SUPPLIED TEXT —

"""

Onaqui, a white Mustang, grew up wild on federal land before being rounded up by the Bureau of Land Management, which manages the population of wild horses and burros in Western states. The agency uses cash incentives to find permanent homes for the horses, but it’s a controversial policy: investigations have found that many buyers pocket the cash and then sell the horses to slaughterhouses. Onaqui landed first in Kentucky, where his owner was charged with animal cruelty, and then at a rescue in West Virginia. He came to Joyous Acres in August 2021, malnourished, blind in one eye, and too skittish to touch; two years later, he’s calm enough to let Lim King sit at his feet in the pasture and enjoys romping on the grounds with Enduring Honor.
Rounding out the group are Prince—a premium-stock show pony whose owner surrendered him when he refused to jump—and Johnny, a gray colt and newest addition to the family. As a juvenile, Johnny’s still got some rambunctious habits. “We think the deer taught Johnny how to jump the fence!” laughs Lim King.
“I remember Geronimo”

"""

Saved entries
"""

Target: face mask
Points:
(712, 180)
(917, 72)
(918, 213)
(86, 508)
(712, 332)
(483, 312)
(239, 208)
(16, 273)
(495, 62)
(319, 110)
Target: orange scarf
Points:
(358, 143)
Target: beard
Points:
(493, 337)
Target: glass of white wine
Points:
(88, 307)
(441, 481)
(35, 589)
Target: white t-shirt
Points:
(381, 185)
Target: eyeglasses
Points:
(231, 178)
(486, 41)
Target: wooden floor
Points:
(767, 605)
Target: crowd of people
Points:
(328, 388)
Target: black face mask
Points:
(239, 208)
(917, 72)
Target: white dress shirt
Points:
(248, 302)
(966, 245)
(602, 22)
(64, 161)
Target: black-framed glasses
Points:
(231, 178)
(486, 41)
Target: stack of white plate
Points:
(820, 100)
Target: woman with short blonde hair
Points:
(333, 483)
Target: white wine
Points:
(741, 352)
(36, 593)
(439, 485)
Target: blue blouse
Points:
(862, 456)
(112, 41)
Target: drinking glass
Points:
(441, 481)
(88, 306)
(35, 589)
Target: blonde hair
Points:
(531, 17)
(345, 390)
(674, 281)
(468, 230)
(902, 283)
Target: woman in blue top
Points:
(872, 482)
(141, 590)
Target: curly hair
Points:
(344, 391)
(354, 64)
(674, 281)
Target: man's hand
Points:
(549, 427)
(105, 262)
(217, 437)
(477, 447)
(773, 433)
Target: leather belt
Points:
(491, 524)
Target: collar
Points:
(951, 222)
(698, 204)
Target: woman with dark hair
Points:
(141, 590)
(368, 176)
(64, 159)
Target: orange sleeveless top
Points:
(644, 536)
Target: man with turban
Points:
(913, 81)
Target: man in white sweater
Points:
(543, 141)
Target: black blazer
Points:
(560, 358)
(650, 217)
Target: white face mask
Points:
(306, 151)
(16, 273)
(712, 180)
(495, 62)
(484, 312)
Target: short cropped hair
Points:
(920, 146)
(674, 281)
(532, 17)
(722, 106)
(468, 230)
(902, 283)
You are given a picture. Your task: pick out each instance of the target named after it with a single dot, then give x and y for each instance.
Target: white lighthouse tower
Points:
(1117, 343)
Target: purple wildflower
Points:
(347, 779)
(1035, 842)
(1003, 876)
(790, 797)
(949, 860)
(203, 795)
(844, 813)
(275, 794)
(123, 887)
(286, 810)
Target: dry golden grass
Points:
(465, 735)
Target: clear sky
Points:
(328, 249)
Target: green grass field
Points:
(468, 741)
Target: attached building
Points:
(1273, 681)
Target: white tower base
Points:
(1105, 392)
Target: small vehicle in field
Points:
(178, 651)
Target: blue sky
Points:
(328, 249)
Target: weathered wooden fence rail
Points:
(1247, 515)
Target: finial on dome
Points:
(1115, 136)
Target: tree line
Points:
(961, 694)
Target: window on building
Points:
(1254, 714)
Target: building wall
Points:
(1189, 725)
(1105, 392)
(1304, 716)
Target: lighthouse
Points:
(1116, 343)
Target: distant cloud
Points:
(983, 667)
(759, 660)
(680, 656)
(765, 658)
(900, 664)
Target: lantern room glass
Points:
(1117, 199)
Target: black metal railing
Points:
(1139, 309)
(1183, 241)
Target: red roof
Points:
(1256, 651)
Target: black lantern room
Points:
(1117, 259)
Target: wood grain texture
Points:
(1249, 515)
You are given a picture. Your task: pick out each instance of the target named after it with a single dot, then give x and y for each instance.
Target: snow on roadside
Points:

"""

WORK ORDER 1 — Duplicate everything in the horse rescue text from "Rounding out the" down to "laughs Lim King.".
WORK ORDER 2 — Condense the horse rescue text's paragraph that opens with "Onaqui, a white Mustang" into a short bulleted list that keeps its main facts.
Rely only on the horse rescue text when you respond.

TASK RESULT 1 —
Rounding out the group are Prince—a premium-stock show pony whose owner surrendered him when he refused to jump—and Johnny, a gray colt and newest addition to the family. As a juvenile, Johnny’s still got some rambunctious habits. “We think the deer taught Johnny how to jump the fence!” laughs Lim King.

TASK RESULT 2 —
- Onaqui is a white Mustang who grew up wild on federal land until the Bureau of Land Management rounded him up.
- The agency offers cash incentives for permanent homes for such horses. The policy is controversial because investigations found many buyers take the cash and sell the horses to slaughterhouses.
- Onaqui went first to Kentucky, where his owner was charged with animal cruelty, and then to a rescue in West Virginia.
- He reached Joyous Acres in August 2021. He was malnourished, blind in one eye, and too skittish to touch.
- Two years later he is calm enough for Lim King to sit at his feet in the pasture, and he enjoys romping with Enduring Honor.